PAGE EXTRACT
- The shoulder patch worn by Wisconsin State Guard soldiers during World War II.
- Active: 1917 - 1945
- Country: United States
- Allegiance: Wisconsin
- Type: State defense force
- Role: Military reserve force

Commanders
- Civilian leadership: Governor of Wisconsin

= Wisconsin State Defense Force =

The Wisconsin State Defense Force (WSDF) is the currently inactive state defense force of the State of Wisconsin authorized by Wisconsin law. As a state defense force, the Wisconsin State Defense Force, alongside the Wisconsin National Guard, is organized under the Wisconsin Department of Military Affairs as a part of the military forces of Wisconsin. However, unlike the National Guard, the State Defense Force is a purely state-controlled organization and cannot be deployed outside the state of Wisconsin. When any part of the Wisconsin National Guard is called into service of the United States, the adjutant general (who is appointed by the governor) may recruit volunteers to the WSDF to serve within the borders of Wisconsin.

==History==

===Wisconsin home guards===
The military of the United States during the American Civil War was composed of a smaller professional army supported by various state militia volunteer units. Wisconsin provided multiple units to fight in the war. Initially, the War Department only requested one volunteer regiment from Wisconsin, leaving thousands of men eager to serve militarily but unable to enter the war until much later as the conflict continued longer than the federal government had anticipated. The desire of these men to serve, along with a fear of domestic unrest caused by Confederate sympathizers, caused the Wisconsin Legislature and Governor Louis P. Harvey to create a legal framework for local militia companies to organize, drill, and serve as a home guard unit capable of handling state emergencies.

(Segmentation labeling entries)
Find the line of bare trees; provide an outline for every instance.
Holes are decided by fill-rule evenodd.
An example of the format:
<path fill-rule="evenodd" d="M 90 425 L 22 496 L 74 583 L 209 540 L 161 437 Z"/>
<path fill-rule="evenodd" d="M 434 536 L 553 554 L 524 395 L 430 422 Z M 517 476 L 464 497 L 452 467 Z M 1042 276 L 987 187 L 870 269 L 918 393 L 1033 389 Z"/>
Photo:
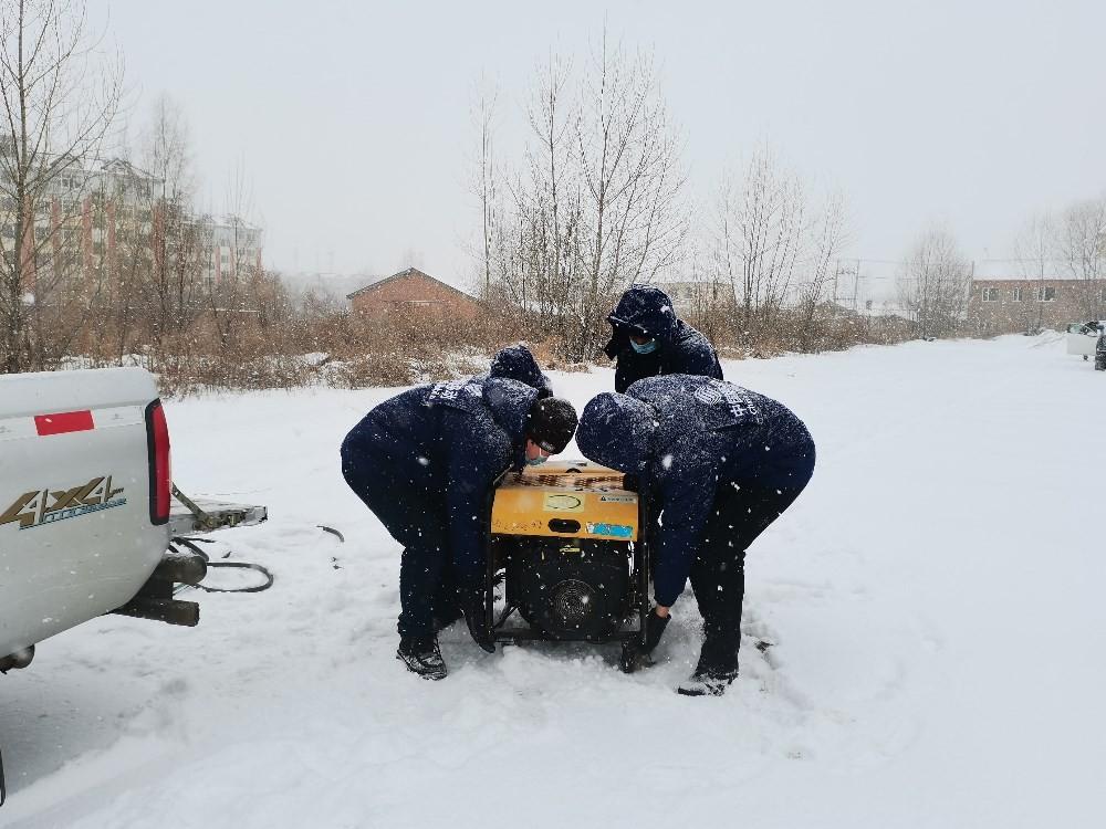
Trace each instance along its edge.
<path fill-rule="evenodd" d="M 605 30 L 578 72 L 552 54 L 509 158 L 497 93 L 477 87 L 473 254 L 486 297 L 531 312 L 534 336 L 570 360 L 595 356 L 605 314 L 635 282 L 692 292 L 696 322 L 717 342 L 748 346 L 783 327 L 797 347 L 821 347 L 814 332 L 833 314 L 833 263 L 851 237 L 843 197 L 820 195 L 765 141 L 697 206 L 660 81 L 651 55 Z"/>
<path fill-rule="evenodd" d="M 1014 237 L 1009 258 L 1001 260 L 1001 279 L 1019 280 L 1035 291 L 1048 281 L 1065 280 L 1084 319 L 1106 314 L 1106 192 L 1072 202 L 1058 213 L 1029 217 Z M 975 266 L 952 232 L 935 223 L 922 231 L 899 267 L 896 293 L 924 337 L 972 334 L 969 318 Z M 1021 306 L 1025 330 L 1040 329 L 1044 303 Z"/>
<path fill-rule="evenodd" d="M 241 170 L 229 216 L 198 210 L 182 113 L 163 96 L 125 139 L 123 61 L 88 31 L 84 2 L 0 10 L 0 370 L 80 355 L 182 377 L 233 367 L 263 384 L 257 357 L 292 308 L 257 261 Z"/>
...
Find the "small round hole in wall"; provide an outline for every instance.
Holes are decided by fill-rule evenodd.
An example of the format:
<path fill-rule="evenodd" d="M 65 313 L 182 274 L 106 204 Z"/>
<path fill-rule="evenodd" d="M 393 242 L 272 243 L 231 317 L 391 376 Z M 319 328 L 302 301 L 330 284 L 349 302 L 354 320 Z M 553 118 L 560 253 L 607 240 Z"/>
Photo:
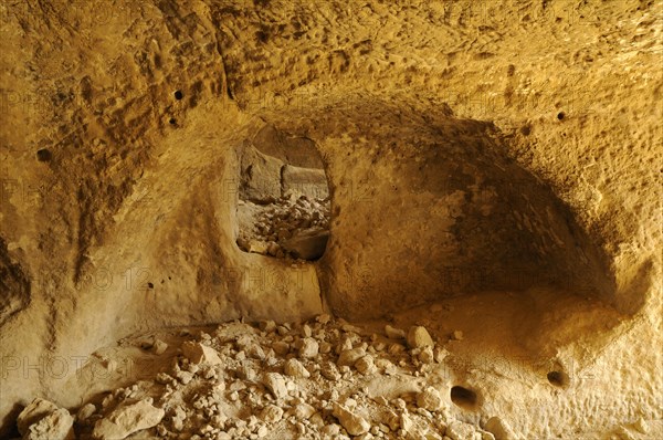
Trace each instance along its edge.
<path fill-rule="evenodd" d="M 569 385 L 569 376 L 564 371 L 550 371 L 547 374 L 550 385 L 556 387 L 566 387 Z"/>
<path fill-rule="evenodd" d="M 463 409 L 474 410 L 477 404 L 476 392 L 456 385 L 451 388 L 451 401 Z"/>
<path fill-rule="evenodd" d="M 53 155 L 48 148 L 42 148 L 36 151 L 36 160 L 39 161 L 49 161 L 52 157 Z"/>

REQUIREMENT A
According to the Wisconsin State Defense Force article, why did the Wisconsin Legislature and Governor Louis P. Harvey create a legal framework for local militia companies? Answer in one to three sentences.
REQUIREMENT B
Revise the passage of the Wisconsin State Defense Force article starting at "The Wisconsin State Defense Force (WSDF)" and ending at "borders of Wisconsin.", replacing "adjutant general" with "state adjutant general".
REQUIREMENT C
List every field label in the summary at the top of the Wisconsin State Defense Force article, before its title heading.
The rows are separate material and are not part of the Wisconsin State Defense Force article.

WRITTEN ANSWER A
They were moved by the desire of thousands of men to serve militarily. Those men could not yet enter the war because the War Department had at first requested only one volunteer regiment from Wisconsin. They were also moved by a fear of domestic unrest caused by Confederate sympathizers.

WRITTEN ANSWER B
The Wisconsin State Defense Force (WSDF) is the currently inactive state defense force of the State of Wisconsin authorized by Wisconsin law. As a state defense force, the Wisconsin State Defense Force, alongside the Wisconsin National Guard, is organized under the Wisconsin Department of Military Affairs as a part of the military forces of Wisconsin. However, unlike the National Guard, the State Defense Force is a purely state-controlled organization and cannot be deployed outside the state of Wisconsin. When any part of the Wisconsin National Guard is called into service of the United States, the state adjutant general (who is appointed by the governor) may recruit volunteers to the WSDF to serve within the borders of Wisconsin.

WRITTEN ANSWER C
Active, Country, Allegiance, Type, Role, Civilian leadership